→ To do
Look for the line containing "Would you mind annotating the stone planter" in the listing below. Retype that line and every subsequent line through the last one, and only those.
┄┄┄┄┄┄┄┄┄┄┄┄┄┄┄┄┄┄┄┄
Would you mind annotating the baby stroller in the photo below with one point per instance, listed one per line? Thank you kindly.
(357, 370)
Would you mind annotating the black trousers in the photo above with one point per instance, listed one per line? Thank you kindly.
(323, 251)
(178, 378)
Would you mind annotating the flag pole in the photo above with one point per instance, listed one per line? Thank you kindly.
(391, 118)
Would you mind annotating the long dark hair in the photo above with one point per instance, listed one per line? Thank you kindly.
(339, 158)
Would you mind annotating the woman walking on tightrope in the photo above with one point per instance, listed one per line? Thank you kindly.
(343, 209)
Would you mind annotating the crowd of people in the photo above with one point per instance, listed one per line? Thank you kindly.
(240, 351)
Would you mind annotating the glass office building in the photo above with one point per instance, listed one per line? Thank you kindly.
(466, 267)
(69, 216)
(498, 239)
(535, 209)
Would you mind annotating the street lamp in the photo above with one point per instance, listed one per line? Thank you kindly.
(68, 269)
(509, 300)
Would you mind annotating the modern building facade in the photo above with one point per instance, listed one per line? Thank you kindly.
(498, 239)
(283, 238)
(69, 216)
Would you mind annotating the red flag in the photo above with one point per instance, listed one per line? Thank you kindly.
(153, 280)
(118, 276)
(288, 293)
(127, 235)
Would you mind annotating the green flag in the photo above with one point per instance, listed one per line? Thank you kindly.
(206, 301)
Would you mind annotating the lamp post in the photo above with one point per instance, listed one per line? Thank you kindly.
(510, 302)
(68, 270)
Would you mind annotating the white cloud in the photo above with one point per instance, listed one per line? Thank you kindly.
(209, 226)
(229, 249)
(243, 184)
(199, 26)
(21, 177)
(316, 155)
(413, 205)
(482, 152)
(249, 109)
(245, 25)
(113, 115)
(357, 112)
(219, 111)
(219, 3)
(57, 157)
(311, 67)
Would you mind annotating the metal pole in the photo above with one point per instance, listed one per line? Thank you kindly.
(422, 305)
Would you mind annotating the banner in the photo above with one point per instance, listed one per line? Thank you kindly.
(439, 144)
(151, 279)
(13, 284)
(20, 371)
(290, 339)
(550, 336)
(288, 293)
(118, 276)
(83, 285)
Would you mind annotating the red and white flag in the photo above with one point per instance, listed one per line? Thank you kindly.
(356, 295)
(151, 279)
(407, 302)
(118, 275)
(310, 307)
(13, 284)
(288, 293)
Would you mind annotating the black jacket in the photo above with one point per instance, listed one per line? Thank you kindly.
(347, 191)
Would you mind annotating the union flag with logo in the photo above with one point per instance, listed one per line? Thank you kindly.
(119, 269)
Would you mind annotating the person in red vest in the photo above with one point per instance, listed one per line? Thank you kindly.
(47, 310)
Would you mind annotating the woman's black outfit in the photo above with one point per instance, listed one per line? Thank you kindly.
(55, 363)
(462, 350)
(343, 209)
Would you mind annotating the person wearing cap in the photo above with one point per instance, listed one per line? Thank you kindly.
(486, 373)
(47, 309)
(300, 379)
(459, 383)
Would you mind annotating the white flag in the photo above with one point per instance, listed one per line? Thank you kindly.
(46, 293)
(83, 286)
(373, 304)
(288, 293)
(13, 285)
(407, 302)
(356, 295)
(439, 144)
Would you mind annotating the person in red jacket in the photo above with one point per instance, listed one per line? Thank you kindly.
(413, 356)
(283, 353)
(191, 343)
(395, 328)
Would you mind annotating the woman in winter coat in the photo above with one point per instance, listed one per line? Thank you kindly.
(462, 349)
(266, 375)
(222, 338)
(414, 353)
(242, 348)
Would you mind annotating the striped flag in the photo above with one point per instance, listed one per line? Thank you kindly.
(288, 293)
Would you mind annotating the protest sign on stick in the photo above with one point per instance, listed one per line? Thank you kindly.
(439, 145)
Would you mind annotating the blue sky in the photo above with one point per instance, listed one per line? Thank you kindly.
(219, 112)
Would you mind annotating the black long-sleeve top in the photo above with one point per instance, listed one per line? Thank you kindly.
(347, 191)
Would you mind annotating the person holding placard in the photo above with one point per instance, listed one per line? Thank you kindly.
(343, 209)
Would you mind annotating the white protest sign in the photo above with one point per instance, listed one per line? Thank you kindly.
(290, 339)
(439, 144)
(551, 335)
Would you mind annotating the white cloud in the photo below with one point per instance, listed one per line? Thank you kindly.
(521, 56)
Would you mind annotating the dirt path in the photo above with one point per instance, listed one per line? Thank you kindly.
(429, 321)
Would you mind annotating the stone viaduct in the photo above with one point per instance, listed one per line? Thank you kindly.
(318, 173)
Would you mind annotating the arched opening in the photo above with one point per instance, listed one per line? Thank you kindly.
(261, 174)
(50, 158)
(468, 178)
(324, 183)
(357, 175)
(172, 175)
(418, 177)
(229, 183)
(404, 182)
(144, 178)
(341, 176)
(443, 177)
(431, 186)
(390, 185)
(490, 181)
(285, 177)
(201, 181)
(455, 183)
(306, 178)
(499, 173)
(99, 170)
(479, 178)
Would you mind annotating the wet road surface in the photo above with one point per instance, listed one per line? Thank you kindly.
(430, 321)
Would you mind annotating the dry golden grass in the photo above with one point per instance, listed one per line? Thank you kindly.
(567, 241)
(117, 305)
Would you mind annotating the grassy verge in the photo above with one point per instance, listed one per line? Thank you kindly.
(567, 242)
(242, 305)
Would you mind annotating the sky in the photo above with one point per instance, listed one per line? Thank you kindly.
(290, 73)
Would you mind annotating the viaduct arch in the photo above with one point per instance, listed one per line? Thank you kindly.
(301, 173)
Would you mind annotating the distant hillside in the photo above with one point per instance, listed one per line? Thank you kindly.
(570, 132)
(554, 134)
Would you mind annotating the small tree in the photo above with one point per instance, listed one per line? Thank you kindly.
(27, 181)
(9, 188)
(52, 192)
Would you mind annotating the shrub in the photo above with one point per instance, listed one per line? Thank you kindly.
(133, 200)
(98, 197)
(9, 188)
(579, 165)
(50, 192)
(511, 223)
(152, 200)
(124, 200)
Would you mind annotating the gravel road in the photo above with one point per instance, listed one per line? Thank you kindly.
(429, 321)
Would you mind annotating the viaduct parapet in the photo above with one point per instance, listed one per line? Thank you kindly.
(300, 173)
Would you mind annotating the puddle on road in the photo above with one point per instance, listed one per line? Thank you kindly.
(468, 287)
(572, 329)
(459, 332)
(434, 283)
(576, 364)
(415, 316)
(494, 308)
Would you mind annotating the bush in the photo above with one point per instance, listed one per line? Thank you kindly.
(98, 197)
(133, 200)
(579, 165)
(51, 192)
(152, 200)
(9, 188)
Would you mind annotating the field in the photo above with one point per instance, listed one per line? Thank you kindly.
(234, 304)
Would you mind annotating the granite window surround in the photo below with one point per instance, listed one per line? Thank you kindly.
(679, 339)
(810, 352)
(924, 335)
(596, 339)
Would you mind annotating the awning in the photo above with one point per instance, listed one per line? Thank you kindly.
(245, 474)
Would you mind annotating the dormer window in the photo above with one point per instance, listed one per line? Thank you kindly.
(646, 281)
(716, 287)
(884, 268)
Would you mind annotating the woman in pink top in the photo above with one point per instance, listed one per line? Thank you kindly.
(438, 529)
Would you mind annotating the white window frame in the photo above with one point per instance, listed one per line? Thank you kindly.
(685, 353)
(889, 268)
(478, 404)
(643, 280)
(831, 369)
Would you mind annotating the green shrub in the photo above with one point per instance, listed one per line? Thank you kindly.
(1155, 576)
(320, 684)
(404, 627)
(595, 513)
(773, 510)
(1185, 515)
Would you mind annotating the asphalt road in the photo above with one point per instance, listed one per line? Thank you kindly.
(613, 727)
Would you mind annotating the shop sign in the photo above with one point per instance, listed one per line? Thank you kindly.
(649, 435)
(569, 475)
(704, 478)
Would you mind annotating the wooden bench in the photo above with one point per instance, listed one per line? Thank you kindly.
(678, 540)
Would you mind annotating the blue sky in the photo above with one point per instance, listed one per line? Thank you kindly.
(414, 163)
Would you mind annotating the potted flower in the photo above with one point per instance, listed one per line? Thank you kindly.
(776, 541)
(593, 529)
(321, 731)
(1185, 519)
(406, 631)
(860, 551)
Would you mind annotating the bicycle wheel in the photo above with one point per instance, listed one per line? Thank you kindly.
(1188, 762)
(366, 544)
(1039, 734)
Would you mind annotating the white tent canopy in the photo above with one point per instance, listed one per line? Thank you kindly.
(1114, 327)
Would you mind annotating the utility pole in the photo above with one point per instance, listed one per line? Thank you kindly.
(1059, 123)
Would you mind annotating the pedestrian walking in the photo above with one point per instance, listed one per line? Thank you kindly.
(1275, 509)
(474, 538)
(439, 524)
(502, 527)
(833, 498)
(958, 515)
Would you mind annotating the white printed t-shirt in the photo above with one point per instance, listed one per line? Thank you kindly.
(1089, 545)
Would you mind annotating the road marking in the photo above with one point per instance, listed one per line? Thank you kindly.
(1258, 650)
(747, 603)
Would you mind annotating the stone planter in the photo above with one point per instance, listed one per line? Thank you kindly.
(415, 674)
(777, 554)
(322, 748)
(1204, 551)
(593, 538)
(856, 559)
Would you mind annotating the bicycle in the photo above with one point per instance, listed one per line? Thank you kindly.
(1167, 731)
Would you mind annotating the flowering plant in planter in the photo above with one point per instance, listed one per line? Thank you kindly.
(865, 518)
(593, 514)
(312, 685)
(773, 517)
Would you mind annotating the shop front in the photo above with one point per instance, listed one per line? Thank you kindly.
┄┄┄┄┄┄┄┄┄┄┄┄┄┄┄┄┄┄┄┄
→ Output for this exercise
Would you mind annotating the stone planter in the photo above with one point per instance, listed one per line? Thank you kindly.
(415, 674)
(777, 554)
(322, 748)
(1204, 551)
(593, 538)
(856, 559)
Would you mind annotating the bicycle in the photo above with one point per instance, listed one per line? Thank you kindly.
(1167, 731)
Would you mind annotating the flowering plant in planter in the photo above with one point per instance, listed one per line? Thank you kindly.
(865, 518)
(593, 514)
(312, 685)
(773, 517)
Would you mind annotating the shop front in the photo above with one point per instance, listed one per line? Thank you kindly.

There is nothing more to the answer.